> SET EXERCISE: Please swap "navy" for "charcoal" in the stretch of rows that opens with the line containing "# test: mark the man in" and closes with the line containing "point(488, 94)". Leave everything else unchanged and return only those lines.

--- BEGIN RECORDS TO USE ---

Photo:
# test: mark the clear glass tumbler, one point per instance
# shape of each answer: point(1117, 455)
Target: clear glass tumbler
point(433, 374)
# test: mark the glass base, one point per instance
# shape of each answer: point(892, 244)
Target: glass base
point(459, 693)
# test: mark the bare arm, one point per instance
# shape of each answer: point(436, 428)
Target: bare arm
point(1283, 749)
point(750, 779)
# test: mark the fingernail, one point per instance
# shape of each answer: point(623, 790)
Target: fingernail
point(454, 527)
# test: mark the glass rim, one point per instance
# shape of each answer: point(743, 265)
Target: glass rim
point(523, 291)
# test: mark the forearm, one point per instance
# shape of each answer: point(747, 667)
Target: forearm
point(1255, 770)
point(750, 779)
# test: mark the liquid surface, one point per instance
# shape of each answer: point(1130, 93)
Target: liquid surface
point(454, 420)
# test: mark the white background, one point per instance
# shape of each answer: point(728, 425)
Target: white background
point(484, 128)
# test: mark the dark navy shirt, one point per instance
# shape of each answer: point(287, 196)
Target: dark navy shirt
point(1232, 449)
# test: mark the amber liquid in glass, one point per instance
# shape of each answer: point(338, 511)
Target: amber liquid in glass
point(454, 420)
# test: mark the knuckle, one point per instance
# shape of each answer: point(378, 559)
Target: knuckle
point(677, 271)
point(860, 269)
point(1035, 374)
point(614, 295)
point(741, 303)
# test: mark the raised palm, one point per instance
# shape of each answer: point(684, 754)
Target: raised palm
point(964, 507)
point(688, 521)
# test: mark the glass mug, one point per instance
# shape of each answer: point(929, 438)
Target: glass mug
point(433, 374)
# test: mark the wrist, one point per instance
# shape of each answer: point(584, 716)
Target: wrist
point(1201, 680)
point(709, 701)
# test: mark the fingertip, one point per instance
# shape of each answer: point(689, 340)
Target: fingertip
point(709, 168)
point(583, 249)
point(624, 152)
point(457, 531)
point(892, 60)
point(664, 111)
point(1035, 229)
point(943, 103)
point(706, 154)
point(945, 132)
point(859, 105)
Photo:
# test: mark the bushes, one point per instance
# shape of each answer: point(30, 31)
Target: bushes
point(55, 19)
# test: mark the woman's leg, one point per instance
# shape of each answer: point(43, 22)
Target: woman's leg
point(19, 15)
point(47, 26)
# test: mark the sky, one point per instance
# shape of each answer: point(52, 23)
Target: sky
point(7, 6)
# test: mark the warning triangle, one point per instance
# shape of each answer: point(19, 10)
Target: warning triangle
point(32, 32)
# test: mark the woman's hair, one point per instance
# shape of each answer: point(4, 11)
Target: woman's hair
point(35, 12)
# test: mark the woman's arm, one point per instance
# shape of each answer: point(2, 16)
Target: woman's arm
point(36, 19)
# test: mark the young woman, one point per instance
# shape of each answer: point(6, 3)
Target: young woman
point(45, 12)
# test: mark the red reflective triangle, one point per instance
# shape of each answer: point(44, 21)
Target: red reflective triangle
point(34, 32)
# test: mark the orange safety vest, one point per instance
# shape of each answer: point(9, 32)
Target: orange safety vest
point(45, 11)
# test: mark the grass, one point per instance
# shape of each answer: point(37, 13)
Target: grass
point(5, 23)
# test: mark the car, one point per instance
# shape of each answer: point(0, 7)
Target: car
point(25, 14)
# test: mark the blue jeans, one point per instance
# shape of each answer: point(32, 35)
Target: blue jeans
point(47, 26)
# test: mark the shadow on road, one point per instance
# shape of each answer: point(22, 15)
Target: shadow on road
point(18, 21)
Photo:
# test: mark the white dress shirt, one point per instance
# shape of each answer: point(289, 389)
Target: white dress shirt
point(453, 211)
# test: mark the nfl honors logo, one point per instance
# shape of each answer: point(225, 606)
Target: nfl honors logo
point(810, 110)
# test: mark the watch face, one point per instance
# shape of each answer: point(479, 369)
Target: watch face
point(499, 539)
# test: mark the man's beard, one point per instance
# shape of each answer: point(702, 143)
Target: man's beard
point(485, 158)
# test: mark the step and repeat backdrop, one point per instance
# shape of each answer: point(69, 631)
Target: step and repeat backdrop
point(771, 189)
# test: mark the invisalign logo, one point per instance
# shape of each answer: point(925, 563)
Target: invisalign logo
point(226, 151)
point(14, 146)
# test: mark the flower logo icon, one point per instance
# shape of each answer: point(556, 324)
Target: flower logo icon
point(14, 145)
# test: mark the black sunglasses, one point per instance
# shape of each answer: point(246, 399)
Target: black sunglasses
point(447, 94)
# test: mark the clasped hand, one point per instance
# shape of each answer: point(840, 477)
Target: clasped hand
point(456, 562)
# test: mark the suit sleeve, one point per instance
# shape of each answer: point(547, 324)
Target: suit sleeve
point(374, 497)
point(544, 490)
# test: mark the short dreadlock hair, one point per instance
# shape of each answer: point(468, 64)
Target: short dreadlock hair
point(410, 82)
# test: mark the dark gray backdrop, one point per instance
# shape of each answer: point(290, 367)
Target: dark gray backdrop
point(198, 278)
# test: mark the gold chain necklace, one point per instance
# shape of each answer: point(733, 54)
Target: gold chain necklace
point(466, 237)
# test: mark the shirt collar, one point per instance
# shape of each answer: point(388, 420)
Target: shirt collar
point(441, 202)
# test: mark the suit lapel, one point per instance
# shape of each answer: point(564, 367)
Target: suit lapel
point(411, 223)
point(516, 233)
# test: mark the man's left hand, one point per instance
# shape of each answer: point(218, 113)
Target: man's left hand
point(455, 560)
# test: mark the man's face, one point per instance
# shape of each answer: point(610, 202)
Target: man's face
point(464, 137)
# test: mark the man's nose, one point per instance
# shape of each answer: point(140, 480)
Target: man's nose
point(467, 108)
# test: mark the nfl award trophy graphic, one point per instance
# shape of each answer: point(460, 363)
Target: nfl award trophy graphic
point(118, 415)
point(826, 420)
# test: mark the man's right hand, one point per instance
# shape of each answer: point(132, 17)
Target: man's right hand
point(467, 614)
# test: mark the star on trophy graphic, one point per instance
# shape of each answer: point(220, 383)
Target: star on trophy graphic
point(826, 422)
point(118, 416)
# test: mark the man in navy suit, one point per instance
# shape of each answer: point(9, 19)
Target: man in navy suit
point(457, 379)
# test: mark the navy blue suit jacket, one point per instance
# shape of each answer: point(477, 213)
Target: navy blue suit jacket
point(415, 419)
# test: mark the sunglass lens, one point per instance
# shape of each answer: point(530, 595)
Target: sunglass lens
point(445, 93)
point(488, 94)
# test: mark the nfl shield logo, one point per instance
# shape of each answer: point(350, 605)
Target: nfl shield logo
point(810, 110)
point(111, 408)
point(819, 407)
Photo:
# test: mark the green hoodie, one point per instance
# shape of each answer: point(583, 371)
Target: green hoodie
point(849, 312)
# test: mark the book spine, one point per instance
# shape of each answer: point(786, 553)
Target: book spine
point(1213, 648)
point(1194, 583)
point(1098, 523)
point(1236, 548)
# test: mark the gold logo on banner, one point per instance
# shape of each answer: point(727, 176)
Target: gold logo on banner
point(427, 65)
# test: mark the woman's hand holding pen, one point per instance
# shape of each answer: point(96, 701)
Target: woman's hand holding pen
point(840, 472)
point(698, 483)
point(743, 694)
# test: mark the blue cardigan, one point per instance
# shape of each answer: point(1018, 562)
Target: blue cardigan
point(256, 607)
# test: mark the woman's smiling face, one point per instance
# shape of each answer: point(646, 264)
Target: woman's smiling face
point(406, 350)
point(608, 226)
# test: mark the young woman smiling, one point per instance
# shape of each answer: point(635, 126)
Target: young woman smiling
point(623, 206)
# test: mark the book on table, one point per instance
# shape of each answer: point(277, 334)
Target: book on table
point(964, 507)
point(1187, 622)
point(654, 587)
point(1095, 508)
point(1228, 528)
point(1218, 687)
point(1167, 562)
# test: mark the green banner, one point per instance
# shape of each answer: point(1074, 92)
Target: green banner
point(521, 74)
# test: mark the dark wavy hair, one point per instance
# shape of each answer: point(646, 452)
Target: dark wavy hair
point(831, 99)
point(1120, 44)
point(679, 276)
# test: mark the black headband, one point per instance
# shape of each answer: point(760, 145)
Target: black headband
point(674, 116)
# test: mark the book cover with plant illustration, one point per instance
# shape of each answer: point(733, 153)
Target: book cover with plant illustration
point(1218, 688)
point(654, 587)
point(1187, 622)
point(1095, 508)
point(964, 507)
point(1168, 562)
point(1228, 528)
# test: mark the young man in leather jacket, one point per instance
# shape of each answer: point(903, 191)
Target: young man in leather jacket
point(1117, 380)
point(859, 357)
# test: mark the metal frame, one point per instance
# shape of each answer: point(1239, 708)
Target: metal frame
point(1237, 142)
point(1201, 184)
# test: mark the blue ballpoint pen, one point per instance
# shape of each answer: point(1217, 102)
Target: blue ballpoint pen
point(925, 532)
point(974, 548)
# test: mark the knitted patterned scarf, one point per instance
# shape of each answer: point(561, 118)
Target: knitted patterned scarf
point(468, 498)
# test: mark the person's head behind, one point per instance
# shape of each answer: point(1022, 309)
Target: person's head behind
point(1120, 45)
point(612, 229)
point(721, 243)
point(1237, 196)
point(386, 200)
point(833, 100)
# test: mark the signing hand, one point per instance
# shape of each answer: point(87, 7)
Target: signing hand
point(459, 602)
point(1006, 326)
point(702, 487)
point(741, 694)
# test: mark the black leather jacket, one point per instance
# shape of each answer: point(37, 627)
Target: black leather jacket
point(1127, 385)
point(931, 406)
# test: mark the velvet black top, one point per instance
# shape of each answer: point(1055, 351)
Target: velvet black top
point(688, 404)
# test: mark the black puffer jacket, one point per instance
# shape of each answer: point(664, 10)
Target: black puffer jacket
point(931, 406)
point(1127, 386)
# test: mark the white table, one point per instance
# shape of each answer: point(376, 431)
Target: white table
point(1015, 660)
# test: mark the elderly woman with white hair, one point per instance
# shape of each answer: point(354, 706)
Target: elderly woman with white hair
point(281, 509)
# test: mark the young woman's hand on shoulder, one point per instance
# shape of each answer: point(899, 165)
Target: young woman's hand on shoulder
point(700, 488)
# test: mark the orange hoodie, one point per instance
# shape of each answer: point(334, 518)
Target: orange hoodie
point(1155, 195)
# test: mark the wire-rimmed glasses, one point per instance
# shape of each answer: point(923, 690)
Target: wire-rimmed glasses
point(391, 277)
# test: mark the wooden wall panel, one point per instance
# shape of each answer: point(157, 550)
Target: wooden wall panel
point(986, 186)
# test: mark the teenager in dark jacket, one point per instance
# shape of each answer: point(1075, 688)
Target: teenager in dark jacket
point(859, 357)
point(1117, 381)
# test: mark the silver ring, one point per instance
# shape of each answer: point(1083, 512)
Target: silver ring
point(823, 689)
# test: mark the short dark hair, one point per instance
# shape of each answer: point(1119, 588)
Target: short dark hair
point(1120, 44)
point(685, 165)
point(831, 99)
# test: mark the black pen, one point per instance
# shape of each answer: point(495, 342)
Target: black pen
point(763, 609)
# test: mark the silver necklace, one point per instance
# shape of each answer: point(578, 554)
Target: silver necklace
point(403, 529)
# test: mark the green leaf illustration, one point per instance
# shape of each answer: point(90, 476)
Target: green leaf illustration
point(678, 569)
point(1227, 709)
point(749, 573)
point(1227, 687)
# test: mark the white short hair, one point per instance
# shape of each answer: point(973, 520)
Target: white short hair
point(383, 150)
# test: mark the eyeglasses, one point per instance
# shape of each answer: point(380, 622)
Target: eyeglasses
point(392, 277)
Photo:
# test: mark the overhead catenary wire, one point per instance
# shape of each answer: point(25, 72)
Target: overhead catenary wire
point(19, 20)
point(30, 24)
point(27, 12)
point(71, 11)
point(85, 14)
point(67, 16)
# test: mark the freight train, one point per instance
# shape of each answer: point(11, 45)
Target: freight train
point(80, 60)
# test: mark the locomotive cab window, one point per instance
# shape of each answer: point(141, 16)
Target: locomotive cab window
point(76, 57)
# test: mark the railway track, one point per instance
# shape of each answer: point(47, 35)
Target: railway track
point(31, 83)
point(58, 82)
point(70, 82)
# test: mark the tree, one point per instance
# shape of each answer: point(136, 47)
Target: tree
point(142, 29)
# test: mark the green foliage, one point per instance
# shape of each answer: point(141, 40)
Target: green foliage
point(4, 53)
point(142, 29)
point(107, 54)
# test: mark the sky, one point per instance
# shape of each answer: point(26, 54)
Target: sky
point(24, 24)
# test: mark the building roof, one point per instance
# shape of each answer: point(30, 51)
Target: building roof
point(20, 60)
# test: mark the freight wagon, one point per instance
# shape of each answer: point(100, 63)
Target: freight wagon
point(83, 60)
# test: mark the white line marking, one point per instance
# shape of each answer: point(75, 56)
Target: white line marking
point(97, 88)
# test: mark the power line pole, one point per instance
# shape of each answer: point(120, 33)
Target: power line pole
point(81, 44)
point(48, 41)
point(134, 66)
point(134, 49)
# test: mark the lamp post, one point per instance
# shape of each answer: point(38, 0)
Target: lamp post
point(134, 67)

--- END RECORDS TO USE ---

> CORRECT RESPONSE:
# test: mark the man in charcoal suit, one point per instance
# shape of each answer: point(9, 19)
Target: man in charcoal suit
point(457, 379)
# test: mark the charcoal blue suit jacket, one point per instance
# shape of each answer: point(477, 213)
Target: charcoal blue suit jacket
point(415, 419)
# test: mark the sunglass lens, one point per instance
# shape of each answer: point(530, 595)
Target: sunglass lens
point(445, 93)
point(488, 94)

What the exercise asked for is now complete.